(RECORDS FOR THE EXERCISE Opens)
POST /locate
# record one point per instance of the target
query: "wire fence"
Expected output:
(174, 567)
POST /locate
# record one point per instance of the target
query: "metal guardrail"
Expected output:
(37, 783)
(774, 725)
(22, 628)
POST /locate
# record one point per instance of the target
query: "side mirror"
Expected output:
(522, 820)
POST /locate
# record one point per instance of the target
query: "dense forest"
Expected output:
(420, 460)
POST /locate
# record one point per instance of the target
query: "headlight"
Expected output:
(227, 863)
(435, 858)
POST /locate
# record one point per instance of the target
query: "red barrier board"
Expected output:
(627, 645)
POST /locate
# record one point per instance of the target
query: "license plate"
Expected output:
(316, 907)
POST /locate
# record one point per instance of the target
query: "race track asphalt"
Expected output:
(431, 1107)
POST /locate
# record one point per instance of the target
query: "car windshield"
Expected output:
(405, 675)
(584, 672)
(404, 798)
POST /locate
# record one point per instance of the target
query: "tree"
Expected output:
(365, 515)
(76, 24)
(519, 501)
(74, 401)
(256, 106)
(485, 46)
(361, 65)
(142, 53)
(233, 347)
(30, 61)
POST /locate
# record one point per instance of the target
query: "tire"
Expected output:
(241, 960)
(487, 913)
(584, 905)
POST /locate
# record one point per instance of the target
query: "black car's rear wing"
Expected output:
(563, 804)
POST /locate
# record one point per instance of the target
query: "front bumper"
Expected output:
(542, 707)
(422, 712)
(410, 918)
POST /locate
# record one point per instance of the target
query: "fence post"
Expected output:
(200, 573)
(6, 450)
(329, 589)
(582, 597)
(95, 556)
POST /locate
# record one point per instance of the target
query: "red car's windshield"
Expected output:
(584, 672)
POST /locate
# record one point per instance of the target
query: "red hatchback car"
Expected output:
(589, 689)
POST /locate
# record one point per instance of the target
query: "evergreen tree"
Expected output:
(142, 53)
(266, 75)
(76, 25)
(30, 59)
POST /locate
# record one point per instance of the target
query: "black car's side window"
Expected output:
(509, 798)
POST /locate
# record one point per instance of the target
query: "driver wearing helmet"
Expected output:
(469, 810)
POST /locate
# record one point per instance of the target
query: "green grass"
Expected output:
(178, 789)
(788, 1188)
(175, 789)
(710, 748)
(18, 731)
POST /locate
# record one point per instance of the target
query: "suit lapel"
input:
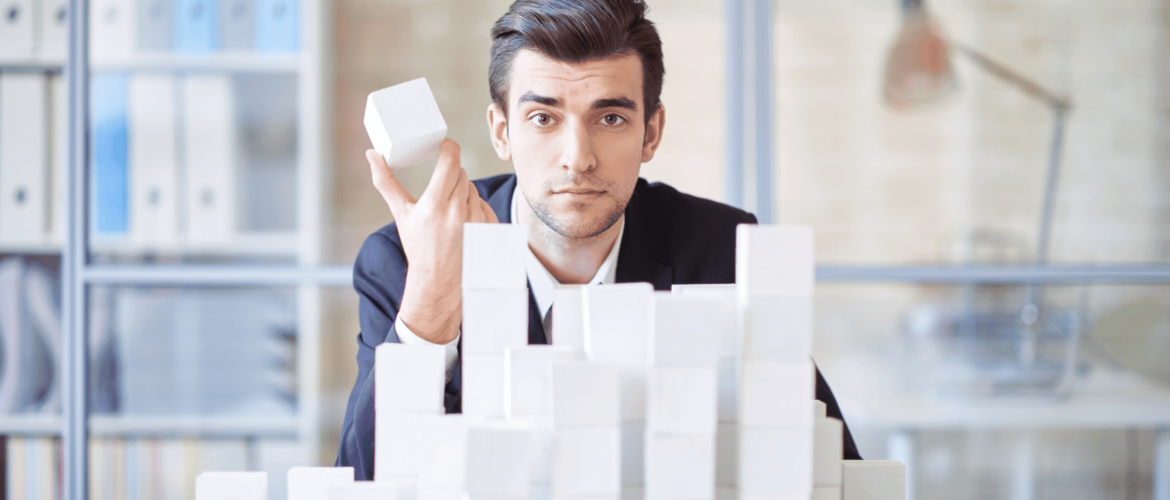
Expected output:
(634, 260)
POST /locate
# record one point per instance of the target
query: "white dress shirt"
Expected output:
(542, 283)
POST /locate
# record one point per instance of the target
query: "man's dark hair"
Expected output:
(576, 31)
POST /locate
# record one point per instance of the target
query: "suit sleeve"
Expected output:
(379, 276)
(825, 395)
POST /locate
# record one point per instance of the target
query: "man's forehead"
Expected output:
(619, 75)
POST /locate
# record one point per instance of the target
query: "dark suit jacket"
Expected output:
(669, 238)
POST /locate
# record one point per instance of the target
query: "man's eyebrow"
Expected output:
(620, 102)
(538, 98)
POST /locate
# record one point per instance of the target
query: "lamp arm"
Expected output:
(1011, 76)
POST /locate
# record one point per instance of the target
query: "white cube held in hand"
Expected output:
(873, 480)
(232, 486)
(404, 123)
(314, 483)
(410, 377)
(494, 257)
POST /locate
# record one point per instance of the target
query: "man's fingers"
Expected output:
(387, 185)
(445, 179)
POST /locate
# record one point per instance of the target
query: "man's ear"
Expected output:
(497, 128)
(653, 134)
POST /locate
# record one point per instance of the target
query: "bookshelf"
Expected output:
(283, 259)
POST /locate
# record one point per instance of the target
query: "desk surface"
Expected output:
(872, 394)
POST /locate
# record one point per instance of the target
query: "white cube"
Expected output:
(444, 454)
(586, 461)
(776, 461)
(618, 321)
(828, 451)
(499, 460)
(773, 261)
(404, 123)
(410, 377)
(873, 480)
(568, 319)
(777, 394)
(494, 320)
(634, 385)
(727, 454)
(494, 257)
(729, 390)
(682, 399)
(727, 310)
(363, 491)
(397, 438)
(633, 453)
(528, 379)
(680, 466)
(585, 394)
(232, 486)
(483, 385)
(777, 328)
(686, 330)
(826, 493)
(314, 483)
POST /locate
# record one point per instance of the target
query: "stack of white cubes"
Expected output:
(775, 281)
(702, 394)
(408, 389)
(495, 312)
(682, 394)
(618, 320)
(586, 452)
(727, 435)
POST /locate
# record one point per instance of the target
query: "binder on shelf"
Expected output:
(22, 156)
(210, 158)
(277, 26)
(111, 31)
(18, 24)
(238, 24)
(108, 115)
(59, 156)
(54, 27)
(195, 26)
(155, 25)
(153, 207)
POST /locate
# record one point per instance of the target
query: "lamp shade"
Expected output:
(917, 68)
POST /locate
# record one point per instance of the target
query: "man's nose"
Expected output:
(578, 148)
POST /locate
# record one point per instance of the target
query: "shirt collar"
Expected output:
(543, 283)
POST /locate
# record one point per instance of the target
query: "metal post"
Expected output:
(733, 171)
(765, 211)
(75, 432)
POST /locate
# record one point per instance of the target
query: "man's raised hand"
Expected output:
(432, 233)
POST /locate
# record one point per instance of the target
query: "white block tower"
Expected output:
(618, 323)
(495, 312)
(775, 282)
(682, 398)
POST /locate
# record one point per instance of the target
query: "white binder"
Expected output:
(54, 26)
(18, 28)
(111, 31)
(22, 157)
(153, 207)
(59, 155)
(210, 170)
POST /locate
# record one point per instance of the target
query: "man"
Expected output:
(575, 89)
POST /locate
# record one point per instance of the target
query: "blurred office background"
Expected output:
(997, 355)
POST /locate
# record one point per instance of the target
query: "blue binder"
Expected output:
(277, 26)
(108, 112)
(195, 26)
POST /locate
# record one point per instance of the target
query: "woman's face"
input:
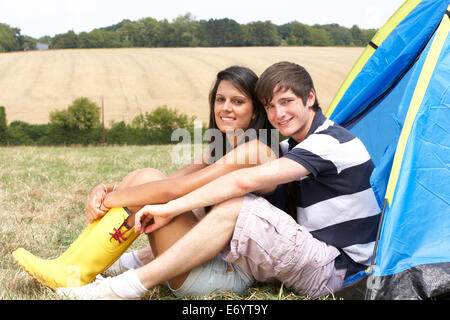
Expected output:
(232, 109)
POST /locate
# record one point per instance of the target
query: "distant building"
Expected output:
(42, 46)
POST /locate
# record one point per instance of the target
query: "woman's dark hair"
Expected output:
(244, 80)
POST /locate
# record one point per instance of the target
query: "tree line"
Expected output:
(80, 124)
(185, 31)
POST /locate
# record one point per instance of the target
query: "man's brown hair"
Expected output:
(284, 76)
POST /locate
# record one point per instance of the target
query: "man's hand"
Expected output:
(151, 218)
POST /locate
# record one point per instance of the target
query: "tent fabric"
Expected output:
(398, 105)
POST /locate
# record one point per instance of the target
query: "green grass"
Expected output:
(43, 192)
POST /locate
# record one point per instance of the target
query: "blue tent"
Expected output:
(396, 99)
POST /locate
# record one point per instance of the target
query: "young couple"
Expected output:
(307, 218)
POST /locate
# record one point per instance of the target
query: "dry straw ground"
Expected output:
(133, 81)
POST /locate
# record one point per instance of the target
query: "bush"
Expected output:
(80, 124)
(3, 126)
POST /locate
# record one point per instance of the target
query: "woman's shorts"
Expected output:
(215, 274)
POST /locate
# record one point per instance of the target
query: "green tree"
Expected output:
(262, 34)
(66, 40)
(222, 32)
(3, 126)
(10, 39)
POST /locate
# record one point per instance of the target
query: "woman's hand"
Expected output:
(94, 208)
(151, 218)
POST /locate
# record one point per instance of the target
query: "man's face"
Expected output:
(289, 114)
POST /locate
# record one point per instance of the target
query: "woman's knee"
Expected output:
(141, 176)
(227, 211)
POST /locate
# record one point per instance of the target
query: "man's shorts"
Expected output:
(268, 245)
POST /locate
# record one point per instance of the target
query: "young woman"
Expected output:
(234, 113)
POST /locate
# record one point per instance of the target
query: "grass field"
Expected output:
(134, 81)
(43, 191)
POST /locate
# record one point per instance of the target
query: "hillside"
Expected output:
(133, 81)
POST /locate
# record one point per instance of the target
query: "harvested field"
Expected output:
(133, 81)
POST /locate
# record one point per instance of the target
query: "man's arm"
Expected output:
(231, 185)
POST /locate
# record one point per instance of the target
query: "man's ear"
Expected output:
(311, 98)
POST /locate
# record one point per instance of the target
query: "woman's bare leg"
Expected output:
(161, 239)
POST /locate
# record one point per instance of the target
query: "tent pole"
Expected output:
(372, 262)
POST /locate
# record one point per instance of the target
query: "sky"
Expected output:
(37, 18)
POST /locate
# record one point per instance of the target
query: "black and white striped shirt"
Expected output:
(335, 202)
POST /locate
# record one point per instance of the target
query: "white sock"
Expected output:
(130, 260)
(128, 285)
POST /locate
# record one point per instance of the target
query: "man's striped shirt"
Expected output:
(335, 202)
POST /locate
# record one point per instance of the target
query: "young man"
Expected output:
(331, 234)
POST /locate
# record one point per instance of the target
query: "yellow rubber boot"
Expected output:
(98, 249)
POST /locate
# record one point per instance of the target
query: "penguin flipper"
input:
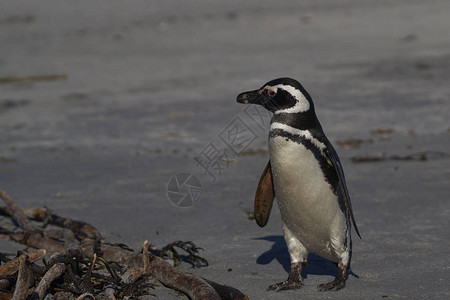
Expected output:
(264, 197)
(334, 159)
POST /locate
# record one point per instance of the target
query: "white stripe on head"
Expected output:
(303, 133)
(302, 103)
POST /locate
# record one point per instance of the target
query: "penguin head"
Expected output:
(282, 95)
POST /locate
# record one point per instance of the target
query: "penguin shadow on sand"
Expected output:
(279, 251)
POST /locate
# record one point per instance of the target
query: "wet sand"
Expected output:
(101, 104)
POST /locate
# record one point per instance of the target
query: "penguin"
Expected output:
(306, 177)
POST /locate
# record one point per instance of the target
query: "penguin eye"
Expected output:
(271, 93)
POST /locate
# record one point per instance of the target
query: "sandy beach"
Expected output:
(103, 103)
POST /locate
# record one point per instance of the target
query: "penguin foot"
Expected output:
(294, 281)
(338, 283)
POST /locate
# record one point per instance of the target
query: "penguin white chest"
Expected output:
(308, 206)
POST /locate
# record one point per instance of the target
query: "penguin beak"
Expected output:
(248, 97)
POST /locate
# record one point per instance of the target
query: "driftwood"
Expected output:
(420, 156)
(83, 266)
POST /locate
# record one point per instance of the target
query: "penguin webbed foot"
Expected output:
(294, 281)
(338, 283)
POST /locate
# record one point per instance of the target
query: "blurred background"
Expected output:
(103, 103)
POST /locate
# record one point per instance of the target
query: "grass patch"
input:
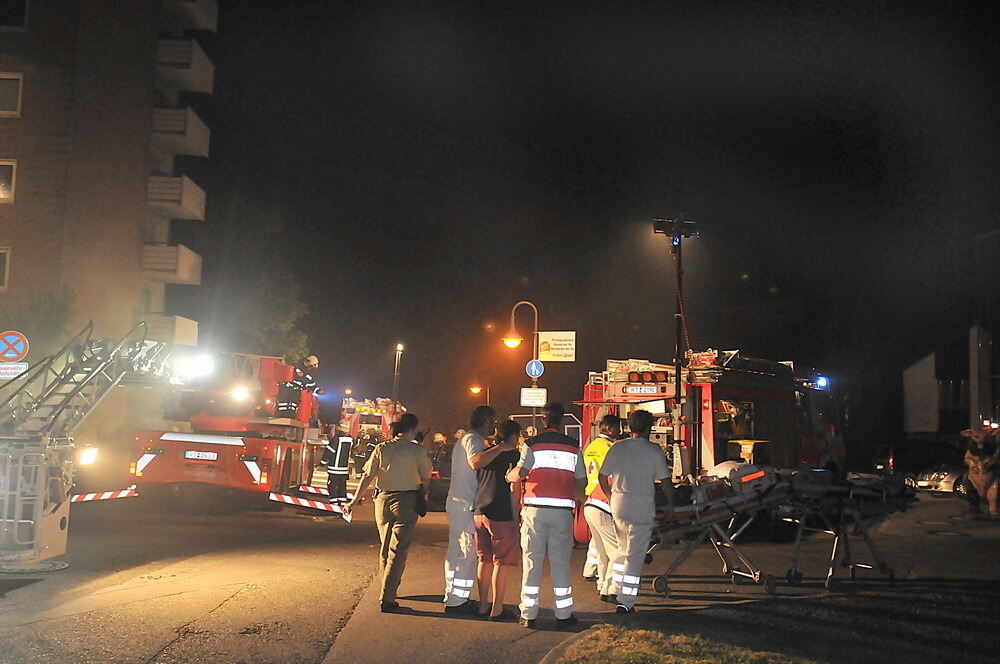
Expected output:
(609, 644)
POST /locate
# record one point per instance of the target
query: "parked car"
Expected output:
(946, 478)
(440, 478)
(916, 460)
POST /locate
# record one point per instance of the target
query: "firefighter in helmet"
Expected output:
(290, 392)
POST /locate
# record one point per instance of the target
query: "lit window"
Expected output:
(4, 267)
(10, 94)
(13, 13)
(8, 170)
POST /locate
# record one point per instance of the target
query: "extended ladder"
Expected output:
(38, 412)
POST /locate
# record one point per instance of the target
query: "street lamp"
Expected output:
(RECORDS FOR THE EXERCISE Closes)
In the entries above, find each line that has the word "striped". Copy it.

## SOLUTION TO THIS TASK:
query: "black and white striped shirt"
query: "man's striped shirt"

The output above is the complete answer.